■ **EXERCISE AIM**: Reproduce exactly the entries from the "Drop a point on every instance of the ceiling fan in" line to the end. Skip all pictures.

■ **PROVIDED DATA**:
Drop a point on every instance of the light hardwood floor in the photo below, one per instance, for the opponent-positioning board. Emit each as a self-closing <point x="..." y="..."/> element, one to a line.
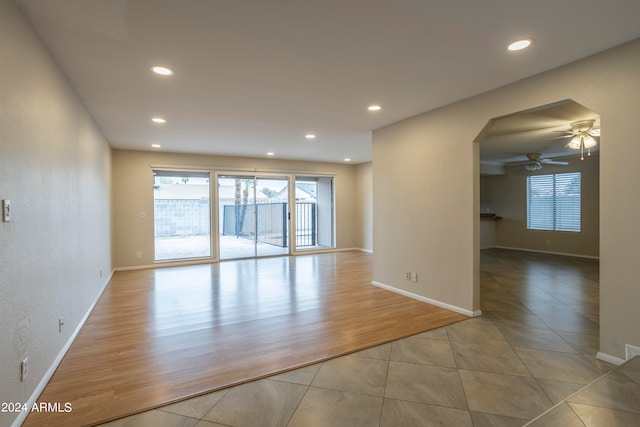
<point x="161" y="335"/>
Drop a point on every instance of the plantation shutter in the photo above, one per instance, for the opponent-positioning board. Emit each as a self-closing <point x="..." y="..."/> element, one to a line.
<point x="553" y="202"/>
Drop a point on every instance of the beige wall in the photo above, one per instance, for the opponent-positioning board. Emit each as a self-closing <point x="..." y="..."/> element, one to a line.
<point x="507" y="195"/>
<point x="364" y="224"/>
<point x="133" y="194"/>
<point x="427" y="218"/>
<point x="55" y="169"/>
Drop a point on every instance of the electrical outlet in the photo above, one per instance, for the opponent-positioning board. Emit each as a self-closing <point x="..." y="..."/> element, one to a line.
<point x="6" y="210"/>
<point x="24" y="369"/>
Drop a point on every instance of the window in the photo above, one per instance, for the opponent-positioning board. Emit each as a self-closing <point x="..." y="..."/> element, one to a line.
<point x="181" y="215"/>
<point x="553" y="202"/>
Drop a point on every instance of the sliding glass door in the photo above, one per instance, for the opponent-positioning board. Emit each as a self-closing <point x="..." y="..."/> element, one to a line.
<point x="314" y="213"/>
<point x="253" y="216"/>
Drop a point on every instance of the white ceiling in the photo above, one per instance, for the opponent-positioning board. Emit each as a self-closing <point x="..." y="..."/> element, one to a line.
<point x="253" y="76"/>
<point x="544" y="129"/>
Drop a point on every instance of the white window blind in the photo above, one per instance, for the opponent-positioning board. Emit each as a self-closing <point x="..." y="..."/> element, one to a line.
<point x="553" y="202"/>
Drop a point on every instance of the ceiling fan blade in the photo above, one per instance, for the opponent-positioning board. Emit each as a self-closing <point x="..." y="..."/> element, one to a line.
<point x="553" y="162"/>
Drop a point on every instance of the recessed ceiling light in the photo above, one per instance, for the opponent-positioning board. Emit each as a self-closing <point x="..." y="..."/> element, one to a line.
<point x="163" y="71"/>
<point x="519" y="45"/>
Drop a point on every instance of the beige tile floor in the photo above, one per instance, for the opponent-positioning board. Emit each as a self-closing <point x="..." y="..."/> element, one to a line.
<point x="533" y="348"/>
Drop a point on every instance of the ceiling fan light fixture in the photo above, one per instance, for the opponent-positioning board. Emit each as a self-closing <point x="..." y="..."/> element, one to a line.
<point x="533" y="166"/>
<point x="575" y="143"/>
<point x="589" y="141"/>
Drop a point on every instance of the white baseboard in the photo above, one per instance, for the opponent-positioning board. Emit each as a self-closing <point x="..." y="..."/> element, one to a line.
<point x="547" y="252"/>
<point x="52" y="369"/>
<point x="183" y="263"/>
<point x="440" y="304"/>
<point x="630" y="351"/>
<point x="609" y="358"/>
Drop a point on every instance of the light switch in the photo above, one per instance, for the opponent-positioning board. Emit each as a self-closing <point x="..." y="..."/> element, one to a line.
<point x="6" y="210"/>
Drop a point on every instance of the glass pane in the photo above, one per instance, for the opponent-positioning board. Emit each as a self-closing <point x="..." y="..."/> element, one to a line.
<point x="272" y="210"/>
<point x="236" y="204"/>
<point x="181" y="215"/>
<point x="314" y="212"/>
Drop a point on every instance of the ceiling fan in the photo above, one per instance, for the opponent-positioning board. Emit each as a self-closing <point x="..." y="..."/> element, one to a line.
<point x="535" y="162"/>
<point x="582" y="135"/>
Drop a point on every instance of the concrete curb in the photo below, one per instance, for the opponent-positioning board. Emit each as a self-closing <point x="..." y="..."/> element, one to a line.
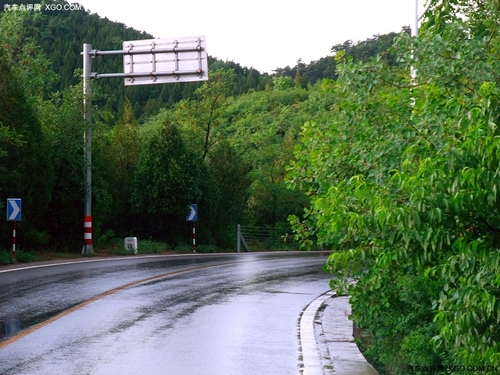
<point x="326" y="339"/>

■ **THE ANSWER**:
Drop a point on every instance of the ceiling fan in the photo above, one per instance, for the opponent-positioning board. Emit each as a self-closing <point x="..." y="..."/> element, one to a line.
<point x="535" y="162"/>
<point x="582" y="135"/>
Drop a point on every instance of the concrete curb in the photo below, one per instance, for the opponent-positioning board. Emit each as a self-closing <point x="..." y="..."/> element, one to a line.
<point x="326" y="339"/>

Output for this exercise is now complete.